"""

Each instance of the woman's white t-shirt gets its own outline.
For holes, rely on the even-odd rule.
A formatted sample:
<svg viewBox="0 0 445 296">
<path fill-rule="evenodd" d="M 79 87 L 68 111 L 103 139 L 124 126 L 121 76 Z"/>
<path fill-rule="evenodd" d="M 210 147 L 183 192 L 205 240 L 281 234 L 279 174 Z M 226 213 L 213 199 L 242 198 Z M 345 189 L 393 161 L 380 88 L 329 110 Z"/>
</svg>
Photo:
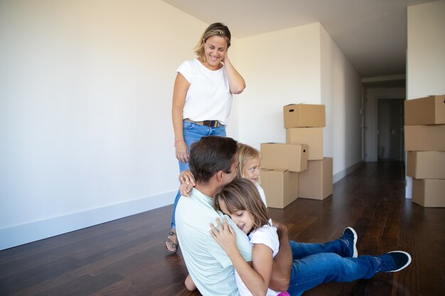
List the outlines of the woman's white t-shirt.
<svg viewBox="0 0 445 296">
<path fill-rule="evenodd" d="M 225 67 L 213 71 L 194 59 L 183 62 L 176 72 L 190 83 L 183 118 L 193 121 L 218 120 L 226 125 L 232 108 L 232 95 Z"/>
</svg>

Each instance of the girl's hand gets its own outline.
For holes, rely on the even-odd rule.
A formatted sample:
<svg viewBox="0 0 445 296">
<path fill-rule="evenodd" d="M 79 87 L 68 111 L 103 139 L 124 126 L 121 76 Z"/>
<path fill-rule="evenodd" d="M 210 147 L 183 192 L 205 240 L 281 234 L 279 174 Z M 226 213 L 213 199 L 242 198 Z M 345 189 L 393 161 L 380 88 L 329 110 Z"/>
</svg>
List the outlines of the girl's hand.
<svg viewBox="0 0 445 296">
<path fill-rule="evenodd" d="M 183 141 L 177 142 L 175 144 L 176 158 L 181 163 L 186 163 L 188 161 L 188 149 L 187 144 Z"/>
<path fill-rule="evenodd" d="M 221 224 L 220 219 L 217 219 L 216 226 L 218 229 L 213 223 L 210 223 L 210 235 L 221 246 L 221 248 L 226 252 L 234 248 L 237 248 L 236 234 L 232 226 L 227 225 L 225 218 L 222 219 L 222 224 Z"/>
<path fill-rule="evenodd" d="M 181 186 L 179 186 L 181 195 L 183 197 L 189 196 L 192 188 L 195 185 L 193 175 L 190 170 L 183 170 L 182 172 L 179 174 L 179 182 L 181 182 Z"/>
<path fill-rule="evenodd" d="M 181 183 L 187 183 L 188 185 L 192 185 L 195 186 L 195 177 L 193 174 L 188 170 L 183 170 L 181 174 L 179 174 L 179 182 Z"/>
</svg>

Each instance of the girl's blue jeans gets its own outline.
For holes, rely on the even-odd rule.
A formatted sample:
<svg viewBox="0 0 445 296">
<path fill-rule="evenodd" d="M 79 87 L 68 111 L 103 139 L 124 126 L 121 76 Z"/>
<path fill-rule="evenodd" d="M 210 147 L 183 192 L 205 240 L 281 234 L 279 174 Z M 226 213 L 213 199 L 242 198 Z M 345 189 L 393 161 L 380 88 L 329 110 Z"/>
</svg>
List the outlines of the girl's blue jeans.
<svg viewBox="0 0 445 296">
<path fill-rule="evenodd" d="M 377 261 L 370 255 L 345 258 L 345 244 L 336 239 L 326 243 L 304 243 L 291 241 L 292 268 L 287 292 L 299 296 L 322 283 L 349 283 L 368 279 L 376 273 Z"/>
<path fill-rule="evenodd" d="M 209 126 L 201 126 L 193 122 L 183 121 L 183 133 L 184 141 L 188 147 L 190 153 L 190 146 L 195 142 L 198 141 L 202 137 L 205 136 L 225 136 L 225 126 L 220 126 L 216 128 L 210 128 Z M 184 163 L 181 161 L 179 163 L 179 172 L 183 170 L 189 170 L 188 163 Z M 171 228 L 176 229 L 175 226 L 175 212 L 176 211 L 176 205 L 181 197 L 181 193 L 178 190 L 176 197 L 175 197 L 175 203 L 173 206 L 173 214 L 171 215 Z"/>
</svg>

"""
"""

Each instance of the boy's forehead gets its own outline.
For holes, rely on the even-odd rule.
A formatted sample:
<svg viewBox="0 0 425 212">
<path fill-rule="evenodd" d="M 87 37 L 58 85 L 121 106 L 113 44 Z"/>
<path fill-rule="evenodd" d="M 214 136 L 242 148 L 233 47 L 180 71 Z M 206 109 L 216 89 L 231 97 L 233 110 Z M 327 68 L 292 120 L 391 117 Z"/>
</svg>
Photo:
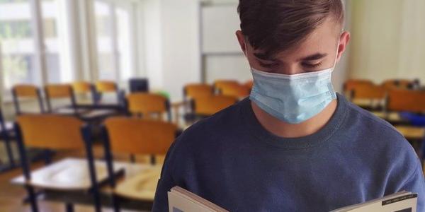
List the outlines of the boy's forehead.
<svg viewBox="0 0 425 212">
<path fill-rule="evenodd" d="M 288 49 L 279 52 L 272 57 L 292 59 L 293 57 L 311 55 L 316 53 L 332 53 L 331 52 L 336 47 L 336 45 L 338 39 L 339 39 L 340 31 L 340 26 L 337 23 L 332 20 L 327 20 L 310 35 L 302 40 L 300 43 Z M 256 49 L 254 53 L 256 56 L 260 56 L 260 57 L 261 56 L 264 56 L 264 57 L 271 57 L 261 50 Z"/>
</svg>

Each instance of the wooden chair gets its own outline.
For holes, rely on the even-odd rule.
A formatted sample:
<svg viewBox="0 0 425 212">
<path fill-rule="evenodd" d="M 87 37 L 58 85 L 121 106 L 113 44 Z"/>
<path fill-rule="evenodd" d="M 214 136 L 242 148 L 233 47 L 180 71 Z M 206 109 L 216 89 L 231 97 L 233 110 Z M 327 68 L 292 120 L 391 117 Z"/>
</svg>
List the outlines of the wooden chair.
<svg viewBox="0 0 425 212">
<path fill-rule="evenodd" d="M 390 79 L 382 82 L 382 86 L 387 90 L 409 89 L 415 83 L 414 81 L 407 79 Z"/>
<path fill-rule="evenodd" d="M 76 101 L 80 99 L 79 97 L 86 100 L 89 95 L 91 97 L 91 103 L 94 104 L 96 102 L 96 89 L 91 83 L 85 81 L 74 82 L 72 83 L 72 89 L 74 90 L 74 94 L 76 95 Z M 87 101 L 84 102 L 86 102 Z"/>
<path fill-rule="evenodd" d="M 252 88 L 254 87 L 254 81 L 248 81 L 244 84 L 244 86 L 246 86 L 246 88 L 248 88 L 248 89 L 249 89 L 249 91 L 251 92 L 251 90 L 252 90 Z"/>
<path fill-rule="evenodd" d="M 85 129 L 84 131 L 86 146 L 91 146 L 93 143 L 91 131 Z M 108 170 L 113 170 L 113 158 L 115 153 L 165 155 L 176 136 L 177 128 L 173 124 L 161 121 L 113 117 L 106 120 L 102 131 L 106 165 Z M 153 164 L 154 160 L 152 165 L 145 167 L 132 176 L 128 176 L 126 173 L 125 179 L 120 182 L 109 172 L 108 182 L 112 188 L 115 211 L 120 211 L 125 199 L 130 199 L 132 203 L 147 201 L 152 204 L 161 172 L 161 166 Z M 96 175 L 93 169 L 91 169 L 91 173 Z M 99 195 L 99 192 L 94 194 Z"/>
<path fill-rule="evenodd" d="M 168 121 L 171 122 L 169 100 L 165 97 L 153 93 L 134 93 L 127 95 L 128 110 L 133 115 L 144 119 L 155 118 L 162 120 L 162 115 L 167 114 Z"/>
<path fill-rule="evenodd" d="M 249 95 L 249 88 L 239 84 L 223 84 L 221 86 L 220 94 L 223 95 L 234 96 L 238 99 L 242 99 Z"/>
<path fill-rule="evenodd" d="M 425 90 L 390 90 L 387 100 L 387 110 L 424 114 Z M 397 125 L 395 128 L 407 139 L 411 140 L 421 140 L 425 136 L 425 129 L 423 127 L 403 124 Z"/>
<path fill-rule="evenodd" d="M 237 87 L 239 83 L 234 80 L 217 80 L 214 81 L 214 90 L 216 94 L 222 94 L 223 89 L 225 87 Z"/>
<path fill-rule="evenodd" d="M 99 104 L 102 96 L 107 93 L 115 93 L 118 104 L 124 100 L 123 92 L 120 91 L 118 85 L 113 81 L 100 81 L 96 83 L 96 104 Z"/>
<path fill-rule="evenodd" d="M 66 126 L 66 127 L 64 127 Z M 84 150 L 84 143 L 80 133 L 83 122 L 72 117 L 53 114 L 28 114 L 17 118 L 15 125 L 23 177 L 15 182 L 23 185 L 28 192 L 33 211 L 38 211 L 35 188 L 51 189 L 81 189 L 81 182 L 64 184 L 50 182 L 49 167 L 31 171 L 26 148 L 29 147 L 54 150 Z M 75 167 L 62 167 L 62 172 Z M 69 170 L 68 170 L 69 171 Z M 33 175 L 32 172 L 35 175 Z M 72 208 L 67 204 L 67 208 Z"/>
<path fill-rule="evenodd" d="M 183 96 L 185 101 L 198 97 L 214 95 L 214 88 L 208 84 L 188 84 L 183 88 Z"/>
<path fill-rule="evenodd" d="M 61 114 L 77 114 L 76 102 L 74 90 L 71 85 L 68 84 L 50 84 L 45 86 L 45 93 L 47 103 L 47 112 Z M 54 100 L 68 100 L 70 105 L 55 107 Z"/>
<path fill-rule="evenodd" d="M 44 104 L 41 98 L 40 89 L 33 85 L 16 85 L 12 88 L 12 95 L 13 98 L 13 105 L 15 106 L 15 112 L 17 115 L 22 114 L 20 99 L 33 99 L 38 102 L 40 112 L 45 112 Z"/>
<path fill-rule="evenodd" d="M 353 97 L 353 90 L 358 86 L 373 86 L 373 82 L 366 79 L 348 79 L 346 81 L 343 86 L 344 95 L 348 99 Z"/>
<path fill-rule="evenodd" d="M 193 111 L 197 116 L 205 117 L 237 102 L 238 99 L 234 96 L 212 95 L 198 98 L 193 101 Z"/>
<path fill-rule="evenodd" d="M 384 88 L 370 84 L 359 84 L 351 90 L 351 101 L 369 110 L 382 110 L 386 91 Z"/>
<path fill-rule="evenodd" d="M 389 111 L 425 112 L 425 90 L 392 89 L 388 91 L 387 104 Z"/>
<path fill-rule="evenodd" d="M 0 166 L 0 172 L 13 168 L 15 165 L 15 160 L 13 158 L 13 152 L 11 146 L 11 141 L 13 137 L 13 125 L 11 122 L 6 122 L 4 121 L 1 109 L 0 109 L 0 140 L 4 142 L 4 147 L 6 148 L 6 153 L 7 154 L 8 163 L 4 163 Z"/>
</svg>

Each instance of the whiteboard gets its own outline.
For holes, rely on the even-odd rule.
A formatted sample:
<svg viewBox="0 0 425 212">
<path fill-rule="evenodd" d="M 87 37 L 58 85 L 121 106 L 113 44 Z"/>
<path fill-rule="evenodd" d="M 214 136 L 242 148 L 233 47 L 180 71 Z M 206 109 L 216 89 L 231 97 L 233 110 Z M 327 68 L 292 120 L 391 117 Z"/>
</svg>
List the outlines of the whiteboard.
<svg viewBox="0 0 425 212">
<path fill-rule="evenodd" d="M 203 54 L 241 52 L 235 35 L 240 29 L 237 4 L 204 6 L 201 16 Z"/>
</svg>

"""
"""

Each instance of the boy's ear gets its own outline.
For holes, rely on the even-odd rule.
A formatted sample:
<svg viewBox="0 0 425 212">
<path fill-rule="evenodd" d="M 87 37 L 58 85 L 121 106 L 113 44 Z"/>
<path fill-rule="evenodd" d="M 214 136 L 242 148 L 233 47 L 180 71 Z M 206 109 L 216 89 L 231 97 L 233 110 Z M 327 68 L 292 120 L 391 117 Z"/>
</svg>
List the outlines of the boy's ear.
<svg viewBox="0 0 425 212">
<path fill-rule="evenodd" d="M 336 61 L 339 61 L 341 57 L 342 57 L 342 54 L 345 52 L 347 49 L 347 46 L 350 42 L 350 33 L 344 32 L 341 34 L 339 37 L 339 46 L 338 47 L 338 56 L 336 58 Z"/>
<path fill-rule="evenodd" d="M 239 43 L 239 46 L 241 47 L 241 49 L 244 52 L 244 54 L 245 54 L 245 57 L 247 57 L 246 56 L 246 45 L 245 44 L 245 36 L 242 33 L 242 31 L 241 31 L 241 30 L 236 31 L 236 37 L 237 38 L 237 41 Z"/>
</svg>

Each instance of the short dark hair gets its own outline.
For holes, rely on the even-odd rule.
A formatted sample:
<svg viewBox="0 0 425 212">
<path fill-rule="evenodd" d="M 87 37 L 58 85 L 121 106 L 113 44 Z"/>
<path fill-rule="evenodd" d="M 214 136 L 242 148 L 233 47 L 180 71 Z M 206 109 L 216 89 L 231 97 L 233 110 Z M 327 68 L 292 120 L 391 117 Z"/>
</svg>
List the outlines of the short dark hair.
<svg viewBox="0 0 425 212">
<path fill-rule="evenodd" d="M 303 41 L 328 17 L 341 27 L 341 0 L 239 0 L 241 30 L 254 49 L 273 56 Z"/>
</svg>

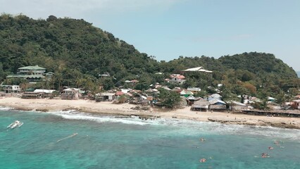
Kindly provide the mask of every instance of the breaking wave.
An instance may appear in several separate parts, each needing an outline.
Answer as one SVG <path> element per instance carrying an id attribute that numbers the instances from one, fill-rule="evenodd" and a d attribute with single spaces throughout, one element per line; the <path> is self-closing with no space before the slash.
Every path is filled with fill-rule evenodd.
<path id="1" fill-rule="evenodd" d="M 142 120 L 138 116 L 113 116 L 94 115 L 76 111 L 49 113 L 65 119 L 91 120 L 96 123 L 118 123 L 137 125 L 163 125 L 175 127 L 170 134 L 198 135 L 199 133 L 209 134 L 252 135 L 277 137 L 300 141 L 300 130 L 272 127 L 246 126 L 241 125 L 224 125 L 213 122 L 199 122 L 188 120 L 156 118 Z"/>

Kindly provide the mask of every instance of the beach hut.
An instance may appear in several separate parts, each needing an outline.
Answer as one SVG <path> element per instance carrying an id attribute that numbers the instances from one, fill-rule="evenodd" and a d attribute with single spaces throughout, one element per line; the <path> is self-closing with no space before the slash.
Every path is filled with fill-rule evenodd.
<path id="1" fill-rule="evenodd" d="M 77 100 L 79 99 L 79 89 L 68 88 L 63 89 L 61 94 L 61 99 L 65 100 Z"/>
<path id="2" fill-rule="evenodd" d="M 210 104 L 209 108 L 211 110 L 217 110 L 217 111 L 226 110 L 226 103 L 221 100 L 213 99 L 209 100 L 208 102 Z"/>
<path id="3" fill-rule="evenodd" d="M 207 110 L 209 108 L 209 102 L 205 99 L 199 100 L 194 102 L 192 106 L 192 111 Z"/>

"""

The request:
Count the lines in the items above that contain the word "blue", and give only the number.

Answer for this exercise:
2